Passage to read: Begin

So, here's how it's done :)

 

The color mode does resemble PAL-blending a bit, but instead of doing APAC in graphics 15, which I also did before, I wanted a mode that did not have every other line without any luminance. So instead of mixing a line of luma only with a line of chroma only, I wanted both lines to have both components somehow. Going the RGB route would need three lines and looks horrible. I also did not want to page flip, which, especially on PAL, flickers horribly. Then I thought of YUV. One line contains YU and the other YV.

 

The conversion is pretty simple with some command line fu [1] (mainly netpbm)

 

Convert image to planar yuv

Make a copy

On the first image, set the V channel to 128 (assuming 8-bit per component)

On the second image, set the U channel to 128

Convert both back to RGB

Quantize both to 4 colors

Select the 8 closest colors from the GTIA palette (sometimes ignoring all gray values and sometimes ignore some purples to improve color spread)

Passage to read: End
Record set: Begin

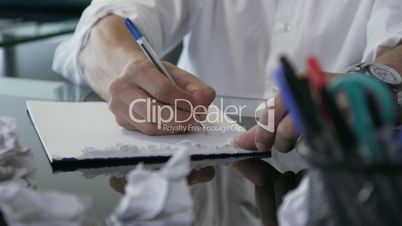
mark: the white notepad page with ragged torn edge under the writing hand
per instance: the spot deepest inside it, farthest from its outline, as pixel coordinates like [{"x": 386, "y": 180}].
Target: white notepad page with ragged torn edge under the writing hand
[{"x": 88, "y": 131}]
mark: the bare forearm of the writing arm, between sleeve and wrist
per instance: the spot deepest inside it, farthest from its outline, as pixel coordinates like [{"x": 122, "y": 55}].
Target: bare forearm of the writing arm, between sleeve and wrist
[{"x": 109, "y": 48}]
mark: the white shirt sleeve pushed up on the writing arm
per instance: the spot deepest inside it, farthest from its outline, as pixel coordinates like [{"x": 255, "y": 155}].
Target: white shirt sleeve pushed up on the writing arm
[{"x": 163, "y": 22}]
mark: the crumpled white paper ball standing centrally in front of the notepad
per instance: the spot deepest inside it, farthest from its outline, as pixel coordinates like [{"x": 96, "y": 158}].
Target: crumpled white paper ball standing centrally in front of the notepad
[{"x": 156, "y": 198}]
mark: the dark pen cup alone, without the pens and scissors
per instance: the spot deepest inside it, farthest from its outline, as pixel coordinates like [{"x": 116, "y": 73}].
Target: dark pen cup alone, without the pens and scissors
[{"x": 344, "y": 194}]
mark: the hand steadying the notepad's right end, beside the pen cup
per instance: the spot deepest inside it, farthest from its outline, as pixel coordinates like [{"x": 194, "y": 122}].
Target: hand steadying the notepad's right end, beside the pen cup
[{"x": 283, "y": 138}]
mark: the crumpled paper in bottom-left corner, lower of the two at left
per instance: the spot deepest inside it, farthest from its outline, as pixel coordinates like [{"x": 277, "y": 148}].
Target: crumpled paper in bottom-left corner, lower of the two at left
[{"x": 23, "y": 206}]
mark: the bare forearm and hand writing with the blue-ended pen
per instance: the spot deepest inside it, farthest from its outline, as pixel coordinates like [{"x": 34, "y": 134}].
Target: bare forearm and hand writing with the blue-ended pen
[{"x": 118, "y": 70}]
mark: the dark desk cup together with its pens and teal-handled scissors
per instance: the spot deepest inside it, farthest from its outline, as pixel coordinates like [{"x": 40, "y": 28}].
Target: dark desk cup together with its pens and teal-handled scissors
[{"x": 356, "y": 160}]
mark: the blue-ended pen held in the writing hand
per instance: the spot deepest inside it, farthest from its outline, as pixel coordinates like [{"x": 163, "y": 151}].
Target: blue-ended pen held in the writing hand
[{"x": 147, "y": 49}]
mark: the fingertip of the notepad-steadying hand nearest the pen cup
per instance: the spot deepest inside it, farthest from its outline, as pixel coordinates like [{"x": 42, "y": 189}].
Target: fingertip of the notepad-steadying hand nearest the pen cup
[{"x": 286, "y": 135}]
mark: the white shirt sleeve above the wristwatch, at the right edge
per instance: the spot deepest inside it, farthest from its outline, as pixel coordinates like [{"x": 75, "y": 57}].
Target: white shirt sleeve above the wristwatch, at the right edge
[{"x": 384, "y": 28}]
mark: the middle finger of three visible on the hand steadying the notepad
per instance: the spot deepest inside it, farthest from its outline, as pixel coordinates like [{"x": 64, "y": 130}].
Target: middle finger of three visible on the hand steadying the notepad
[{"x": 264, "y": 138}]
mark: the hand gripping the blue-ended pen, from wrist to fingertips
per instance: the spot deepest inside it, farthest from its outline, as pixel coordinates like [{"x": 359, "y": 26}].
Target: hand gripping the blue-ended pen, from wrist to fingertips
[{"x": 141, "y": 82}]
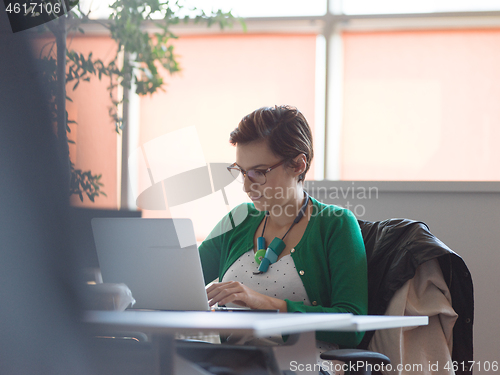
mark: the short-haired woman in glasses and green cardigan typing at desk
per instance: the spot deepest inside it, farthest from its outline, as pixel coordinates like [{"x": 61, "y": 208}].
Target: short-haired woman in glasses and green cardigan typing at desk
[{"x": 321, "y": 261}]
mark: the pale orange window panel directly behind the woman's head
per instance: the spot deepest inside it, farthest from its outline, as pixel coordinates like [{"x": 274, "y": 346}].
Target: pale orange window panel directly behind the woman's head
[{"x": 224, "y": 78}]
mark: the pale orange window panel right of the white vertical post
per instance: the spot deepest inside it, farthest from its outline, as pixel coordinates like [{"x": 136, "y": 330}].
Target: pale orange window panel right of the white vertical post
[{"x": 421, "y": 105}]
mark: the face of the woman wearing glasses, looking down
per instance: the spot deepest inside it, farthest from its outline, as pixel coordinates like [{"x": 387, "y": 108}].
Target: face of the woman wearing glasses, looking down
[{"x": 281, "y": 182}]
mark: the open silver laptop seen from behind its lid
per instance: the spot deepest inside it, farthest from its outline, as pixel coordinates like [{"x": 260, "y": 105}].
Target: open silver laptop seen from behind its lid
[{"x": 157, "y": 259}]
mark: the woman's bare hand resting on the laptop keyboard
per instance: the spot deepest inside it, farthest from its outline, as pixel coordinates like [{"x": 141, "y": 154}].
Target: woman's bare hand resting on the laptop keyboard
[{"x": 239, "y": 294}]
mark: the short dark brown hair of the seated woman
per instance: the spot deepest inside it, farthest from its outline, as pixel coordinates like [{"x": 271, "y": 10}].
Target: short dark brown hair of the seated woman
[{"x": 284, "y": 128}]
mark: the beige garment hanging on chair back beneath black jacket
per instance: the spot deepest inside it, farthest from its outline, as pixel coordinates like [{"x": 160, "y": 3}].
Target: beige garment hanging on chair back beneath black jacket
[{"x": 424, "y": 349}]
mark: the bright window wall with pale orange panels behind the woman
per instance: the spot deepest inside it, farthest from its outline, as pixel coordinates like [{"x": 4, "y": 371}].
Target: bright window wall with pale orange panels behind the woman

Record set: End
Record set: Begin

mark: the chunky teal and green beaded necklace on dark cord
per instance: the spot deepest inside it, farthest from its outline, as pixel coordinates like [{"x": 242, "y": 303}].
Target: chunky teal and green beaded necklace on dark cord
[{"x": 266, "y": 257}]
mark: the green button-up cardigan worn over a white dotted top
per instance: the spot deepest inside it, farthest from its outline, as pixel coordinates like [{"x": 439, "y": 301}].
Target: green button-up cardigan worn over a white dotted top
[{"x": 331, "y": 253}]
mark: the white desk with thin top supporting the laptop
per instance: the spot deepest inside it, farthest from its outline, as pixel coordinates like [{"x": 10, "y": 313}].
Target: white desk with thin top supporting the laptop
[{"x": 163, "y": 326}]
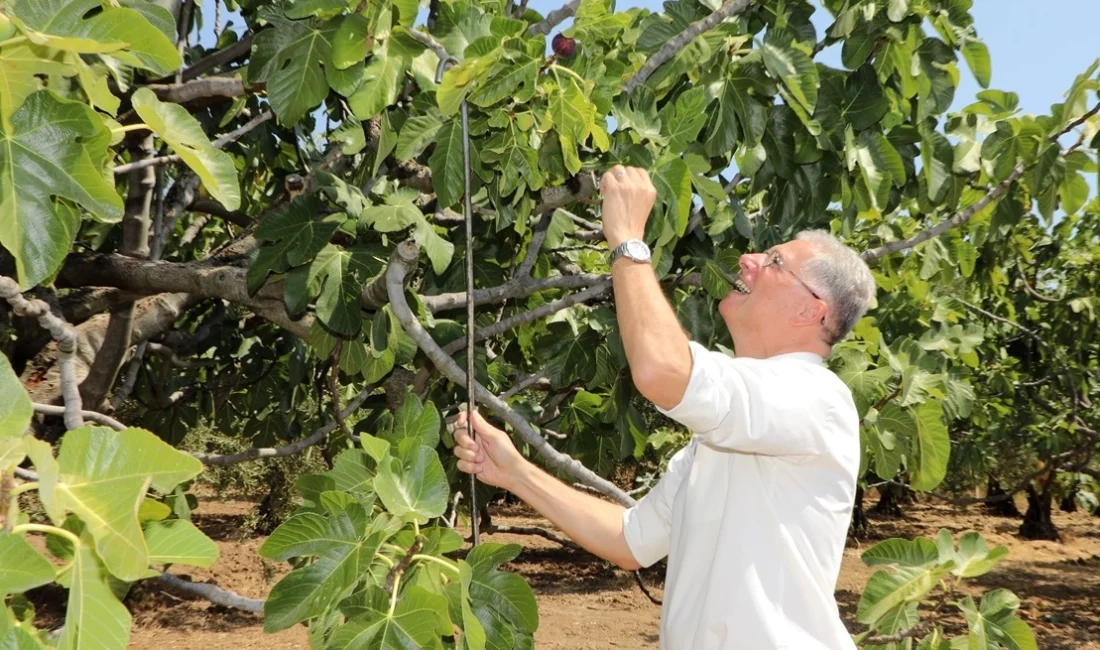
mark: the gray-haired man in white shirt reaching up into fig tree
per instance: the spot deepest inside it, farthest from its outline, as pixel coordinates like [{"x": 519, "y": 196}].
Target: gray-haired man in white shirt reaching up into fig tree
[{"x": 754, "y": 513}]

Record set: End

## Questions
1) Repeat the YUV color-mode passage from "The color mode" up to and including "the other YV.".
2) Carry the YUV color-mode passage forward from its last line.
The listing was drawn from a separate source.

## Answers per task
1)
The color mode does resemble PAL-blending a bit, but instead of doing APAC in graphics 15, which I also did before, I wanted a mode that did not have every other line without any luminance. So instead of mixing a line of luma only with a line of chroma only, I wanted both lines to have both components somehow. Going the RGB route would need three lines and looks horrible. I also did not want to page flip, which, especially on PAL, flickers horribly. Then I thought of YUV. One line contains YU and the other YV.

2)
Convert both images to Atari's graphics 15 paletted format, optionally use dithering or use spatial color quantization with built-in dither

Lastly, interleave both images, i.e. take line 1 from image 1, line 2 from image 2, line 3 from image 1, et cetera

 

That's it. The viewer just switches between two palettes every scan line.

 

Last Saturday, at the computer club we checked a whole bunch of Atari computers and monitors and this mode is highly dependent on a decently tuned GTIA and looks only mediocre on a TFT screen anyway. A CRT is needed for the full effect :)

 

As for the 8 shades of gray mode, this was actually a by-product of the above. The odd lines use a palette of 0,4,8,12 and the even lines use 2,6,10,14. Always. Conversion is even simpler. Just quantize and dither two copies of the same image, each using one of the two mentioned palettes. After that, interleave, and so on...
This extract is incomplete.